**What this exercise asks**
1/ Please rewrite the part of the concert review that opens with the words containing "The two-piece's energy" and closes with "as a two-piece.", substituting "duo" for "two-piece".
2/ Pick up the concert review after its final sentence and carry it forward.

**Source document**
Segment Open

NO one can dispute Leroy Macqueen's dedication to The Gooch Palms and his beloved hometown of Newcastle.
Most people struck down with tonsillitis would be laid up in bed or the couch with nothing but medicine, chicken soup and Netflix for company.
They wouldn't be belting out tunes on stage at the Cambridge Hotel at 11pm on a freezing winter's night, wearing just a crop top and pair of underpants and piercing open beer cans with their fingers and shotgunning them over the front row.
"I wasn't going to miss a show in the best place in the world," a visibly-sick Macqueen said as the crowd chanted "New-cast-le, New-cast-le."
Unfortunately, despite Macqueen's best party tricks, The Gooch Palms failed to reach the heights of their Cambridge show three years ago during the Introverted Extroverts tour.
The two-piece's energy was down, the timing was off and Macqueen, for obvious reasons, was vocally restricted.
It didn't help that the room was less than half full, even with an all-Novocastrian line-up. Newcastle music fans aren't as dedicated as Macqueen on a cold August night.
Alternative four-piece Kookshill kicked off the night before a new-look Milky Thred hit the stage. The teen garage rockers recently lost bassist Bronte Jenness, and Riley Gardiner (vocals, guitar) and Adrian Smith (drums) opted to continue as a two-piece.
There's certainly potential for Milky Thred. Gardiner is an engaging frontman, and despite his pint-sized stature carries a whiff on punk attitude. But they're still developing their craft beyond the typical school-band sound.
Surf Trash are further down the line in their development. The three-piece from Eleebana and Valentine, sound like a teen rock band, albeit a very talented one.
The boys weren't afraid to rip out the classic rock moves, with the shirtless bassist and year 11 Warner Bay High student, Nick Scott, leaping into the air to the delight of punters.

Segment Closed

**Record set**

Segment Open

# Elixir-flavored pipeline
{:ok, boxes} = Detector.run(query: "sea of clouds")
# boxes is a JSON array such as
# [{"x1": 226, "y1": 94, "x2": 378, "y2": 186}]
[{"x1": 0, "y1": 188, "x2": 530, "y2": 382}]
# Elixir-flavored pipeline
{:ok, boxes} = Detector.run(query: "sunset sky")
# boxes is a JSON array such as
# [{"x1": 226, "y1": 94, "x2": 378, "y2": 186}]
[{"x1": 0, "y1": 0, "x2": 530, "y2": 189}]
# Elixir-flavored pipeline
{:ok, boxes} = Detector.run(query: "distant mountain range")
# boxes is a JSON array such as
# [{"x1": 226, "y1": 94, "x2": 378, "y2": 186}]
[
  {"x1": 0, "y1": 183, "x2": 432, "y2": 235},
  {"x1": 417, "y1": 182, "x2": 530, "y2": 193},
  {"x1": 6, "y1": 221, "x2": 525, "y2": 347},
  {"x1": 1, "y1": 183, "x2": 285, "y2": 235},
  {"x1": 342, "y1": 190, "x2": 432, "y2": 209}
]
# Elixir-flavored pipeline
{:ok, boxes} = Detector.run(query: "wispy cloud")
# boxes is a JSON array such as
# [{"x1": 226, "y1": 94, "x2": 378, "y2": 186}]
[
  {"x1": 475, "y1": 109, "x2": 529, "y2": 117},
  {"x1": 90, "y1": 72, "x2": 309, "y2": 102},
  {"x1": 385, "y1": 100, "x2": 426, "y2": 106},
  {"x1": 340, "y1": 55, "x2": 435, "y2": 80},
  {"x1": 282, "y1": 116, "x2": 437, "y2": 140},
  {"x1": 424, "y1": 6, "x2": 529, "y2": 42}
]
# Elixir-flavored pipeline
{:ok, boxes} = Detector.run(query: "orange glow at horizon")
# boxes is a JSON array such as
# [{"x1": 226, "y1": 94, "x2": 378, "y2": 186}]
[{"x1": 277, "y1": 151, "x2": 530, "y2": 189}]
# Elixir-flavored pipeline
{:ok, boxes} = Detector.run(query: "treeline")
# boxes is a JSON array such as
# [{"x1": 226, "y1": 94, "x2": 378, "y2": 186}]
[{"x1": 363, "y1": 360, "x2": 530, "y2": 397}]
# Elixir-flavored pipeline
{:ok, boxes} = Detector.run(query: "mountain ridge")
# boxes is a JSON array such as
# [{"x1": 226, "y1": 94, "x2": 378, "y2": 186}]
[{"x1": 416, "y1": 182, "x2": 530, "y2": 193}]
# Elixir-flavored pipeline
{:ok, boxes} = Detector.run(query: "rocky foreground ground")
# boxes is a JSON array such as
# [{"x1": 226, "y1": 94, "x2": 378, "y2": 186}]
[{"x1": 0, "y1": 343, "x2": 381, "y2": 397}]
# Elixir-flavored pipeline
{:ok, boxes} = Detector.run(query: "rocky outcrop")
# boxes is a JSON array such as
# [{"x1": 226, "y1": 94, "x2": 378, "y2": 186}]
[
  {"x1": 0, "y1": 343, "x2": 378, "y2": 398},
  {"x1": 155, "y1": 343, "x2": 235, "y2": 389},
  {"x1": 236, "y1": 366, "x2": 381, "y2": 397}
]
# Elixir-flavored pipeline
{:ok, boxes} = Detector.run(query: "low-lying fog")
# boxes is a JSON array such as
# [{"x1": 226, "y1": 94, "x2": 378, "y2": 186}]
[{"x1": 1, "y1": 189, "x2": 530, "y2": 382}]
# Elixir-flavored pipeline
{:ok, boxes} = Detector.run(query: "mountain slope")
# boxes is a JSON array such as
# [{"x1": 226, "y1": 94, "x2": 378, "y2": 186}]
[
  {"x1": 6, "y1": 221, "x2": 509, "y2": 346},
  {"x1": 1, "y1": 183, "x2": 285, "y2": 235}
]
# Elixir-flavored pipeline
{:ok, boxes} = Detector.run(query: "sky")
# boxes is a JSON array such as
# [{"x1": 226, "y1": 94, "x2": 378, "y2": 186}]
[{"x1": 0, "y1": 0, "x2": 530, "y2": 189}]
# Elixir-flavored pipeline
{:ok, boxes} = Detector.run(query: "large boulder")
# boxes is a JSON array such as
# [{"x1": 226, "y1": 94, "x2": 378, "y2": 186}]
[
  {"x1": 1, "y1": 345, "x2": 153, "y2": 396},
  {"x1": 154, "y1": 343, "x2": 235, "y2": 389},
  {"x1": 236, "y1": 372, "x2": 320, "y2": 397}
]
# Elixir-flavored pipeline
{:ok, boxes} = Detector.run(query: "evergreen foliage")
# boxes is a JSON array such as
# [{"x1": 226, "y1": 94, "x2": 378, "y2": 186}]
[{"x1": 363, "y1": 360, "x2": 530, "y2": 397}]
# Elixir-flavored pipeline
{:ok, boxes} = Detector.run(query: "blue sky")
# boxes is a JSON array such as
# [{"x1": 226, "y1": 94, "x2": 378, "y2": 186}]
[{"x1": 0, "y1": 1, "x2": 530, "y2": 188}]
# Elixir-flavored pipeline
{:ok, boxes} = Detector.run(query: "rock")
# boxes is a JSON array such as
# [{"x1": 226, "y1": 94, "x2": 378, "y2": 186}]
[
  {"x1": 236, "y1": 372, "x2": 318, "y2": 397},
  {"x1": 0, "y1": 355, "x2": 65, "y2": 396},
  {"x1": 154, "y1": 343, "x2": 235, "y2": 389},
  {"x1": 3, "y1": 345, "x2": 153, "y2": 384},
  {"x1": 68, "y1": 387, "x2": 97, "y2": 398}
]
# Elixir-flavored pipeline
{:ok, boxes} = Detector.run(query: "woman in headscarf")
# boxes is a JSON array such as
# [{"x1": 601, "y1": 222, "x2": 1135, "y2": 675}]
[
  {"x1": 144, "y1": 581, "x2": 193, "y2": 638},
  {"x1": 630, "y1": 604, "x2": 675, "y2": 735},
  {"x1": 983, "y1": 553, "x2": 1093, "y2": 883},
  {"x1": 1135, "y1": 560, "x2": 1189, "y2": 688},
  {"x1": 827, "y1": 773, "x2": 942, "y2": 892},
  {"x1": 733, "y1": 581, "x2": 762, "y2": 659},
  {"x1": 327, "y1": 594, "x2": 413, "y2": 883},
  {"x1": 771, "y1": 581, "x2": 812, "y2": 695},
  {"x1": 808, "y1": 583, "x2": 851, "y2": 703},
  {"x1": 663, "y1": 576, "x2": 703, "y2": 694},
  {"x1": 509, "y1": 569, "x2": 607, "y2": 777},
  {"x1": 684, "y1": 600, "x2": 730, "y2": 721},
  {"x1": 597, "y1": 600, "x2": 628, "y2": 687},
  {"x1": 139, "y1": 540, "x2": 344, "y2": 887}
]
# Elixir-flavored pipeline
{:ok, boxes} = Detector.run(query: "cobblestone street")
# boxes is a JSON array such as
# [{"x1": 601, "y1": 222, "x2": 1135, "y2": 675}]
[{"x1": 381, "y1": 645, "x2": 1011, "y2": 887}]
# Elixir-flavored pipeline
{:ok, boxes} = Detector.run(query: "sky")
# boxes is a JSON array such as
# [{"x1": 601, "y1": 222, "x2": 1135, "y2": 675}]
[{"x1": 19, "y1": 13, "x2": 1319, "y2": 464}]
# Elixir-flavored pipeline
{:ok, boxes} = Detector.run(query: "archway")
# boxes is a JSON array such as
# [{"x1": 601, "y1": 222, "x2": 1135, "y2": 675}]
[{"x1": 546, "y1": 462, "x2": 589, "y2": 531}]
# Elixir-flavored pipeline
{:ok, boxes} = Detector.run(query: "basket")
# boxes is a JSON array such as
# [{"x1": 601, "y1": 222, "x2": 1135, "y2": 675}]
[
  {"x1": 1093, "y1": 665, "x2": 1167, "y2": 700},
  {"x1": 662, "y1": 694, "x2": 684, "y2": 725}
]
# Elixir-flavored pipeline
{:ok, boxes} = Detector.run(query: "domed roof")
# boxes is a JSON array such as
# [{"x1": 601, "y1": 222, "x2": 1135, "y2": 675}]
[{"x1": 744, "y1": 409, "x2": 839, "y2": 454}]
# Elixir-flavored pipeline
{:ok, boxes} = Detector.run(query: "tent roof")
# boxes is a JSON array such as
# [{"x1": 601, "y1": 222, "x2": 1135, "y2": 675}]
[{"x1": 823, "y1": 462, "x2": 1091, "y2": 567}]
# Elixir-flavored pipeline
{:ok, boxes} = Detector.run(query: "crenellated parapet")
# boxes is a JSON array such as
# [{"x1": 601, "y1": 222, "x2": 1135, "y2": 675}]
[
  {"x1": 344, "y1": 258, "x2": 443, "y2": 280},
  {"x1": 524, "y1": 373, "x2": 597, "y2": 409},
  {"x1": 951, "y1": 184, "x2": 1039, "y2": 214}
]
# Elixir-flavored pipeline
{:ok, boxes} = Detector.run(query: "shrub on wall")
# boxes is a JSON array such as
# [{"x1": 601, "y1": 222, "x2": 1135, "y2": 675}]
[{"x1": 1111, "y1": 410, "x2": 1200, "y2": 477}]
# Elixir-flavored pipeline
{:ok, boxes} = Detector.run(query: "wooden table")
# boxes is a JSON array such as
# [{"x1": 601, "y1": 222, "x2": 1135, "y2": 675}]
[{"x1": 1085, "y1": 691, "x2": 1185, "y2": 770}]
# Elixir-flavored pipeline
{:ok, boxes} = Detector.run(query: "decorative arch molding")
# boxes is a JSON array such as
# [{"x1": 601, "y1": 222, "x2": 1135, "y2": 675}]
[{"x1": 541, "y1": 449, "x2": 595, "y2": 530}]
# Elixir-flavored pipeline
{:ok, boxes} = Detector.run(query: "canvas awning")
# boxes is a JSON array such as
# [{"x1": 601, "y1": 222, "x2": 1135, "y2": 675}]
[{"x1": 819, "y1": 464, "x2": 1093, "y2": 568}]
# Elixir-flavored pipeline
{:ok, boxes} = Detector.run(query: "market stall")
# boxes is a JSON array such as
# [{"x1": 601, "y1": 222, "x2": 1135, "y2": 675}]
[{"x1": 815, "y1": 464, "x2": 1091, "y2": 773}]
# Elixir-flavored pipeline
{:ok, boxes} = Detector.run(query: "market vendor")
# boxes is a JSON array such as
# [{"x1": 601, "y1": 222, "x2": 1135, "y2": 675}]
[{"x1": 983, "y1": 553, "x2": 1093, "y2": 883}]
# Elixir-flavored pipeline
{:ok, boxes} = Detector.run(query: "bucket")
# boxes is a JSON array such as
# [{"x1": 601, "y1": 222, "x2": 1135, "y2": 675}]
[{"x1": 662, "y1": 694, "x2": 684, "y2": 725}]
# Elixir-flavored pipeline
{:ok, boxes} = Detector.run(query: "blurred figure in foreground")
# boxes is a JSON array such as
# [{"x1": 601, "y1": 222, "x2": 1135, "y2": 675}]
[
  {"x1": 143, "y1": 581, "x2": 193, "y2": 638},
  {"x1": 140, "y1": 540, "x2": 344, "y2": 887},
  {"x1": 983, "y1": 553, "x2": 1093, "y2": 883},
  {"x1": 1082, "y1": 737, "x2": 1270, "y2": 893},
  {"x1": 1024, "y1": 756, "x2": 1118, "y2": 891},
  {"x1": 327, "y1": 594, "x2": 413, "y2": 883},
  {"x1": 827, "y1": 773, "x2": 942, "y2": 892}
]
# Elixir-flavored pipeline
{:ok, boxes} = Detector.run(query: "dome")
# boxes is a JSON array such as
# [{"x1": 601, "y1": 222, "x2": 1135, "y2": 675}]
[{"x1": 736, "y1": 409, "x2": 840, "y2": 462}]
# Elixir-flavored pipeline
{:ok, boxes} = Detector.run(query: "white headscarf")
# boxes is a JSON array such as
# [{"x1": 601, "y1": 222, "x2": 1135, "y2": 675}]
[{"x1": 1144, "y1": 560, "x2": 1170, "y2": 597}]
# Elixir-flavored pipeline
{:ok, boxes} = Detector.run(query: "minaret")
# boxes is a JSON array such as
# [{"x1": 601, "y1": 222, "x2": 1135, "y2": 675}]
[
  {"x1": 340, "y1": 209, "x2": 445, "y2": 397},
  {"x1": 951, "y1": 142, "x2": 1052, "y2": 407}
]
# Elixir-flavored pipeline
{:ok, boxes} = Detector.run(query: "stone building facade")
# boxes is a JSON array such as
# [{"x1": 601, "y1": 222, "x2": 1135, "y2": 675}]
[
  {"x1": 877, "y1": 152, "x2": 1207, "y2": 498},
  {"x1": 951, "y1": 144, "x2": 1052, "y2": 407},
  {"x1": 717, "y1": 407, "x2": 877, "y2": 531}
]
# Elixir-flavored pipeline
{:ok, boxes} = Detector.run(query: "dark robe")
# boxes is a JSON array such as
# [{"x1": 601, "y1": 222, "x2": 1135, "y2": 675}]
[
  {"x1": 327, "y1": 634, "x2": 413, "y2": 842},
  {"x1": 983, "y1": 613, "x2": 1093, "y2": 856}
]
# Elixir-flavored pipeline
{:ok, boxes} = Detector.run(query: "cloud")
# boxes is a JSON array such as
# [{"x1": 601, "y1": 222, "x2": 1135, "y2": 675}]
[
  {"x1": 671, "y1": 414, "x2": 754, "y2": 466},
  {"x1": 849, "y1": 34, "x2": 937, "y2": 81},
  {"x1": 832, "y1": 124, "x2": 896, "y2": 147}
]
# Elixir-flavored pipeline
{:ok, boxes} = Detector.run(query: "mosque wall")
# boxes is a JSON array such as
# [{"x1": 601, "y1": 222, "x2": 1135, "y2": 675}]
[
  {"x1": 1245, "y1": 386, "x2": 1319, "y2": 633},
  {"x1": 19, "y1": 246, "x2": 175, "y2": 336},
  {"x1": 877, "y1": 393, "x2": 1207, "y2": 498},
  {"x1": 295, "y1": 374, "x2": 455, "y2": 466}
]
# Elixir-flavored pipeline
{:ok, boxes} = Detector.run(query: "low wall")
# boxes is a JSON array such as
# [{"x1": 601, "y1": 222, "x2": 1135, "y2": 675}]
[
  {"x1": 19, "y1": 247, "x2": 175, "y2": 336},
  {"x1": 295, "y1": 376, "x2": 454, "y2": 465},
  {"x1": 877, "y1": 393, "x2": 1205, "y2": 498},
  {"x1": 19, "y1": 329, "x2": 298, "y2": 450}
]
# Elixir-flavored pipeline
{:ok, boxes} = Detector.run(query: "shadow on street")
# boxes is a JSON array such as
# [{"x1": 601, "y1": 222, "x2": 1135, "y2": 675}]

Segment Closed

**Answers given**
1/
The duo's energy was down, the timing was off and Macqueen, for obvious reasons, was vocally restricted.
It didn't help that the room was less than half full, even with an all-Novocastrian line-up. Newcastle music fans aren't as dedicated as Macqueen on a cold August night.
Alternative four-piece Kookshill kicked off the night before a new-look Milky Thred hit the stage. The teen garage rockers recently lost bassist Bronte Jenness, and Riley Gardiner (vocals, guitar) and Adrian Smith (drums) opted to continue as a duo.

2/
They also boast two quality songs in Summer and Over My Shoulder, which brought an explosive end to the set.
Accompanying The Gooch Palms on their national tour is the biggest opportunity of Surf Trash's formative career, and the experience comes with life lessons.
"I told them you have to eat your vegetables or you're not coming on tour," Gooch Palms drummer Kat Friend joked before launching into Eat Up Ya Beans.
Some of the new tracks off The Gooch Palms' album III like New Phone Who Dis? and Burnout failed to ignite, but the show sparked up when Friend led the way with the punchy single Busy Bleeding about the pitfalls of menstruation.
The school-aged Gardiner and Surf Trash guitarist Lachlan Jackson joined Friend on backing vocals because, "they know all about...periods," said Friend.
From there the small crowd formed a hectic circle pit as bodies crashed together to the soundtrack of Gooch Palms favourites Hunter Street Mall and We Get By.
Due to Macqueen's tonsillitis this wasn't The Gooch Palms at their very best. However, as the band continues to develop musically in the studio - III is their most accomplished album to date - the time may have arrived for The Gooch Palms to branch out beyond their two-piece DIY punk schtick and incorporate a more expansive live sound.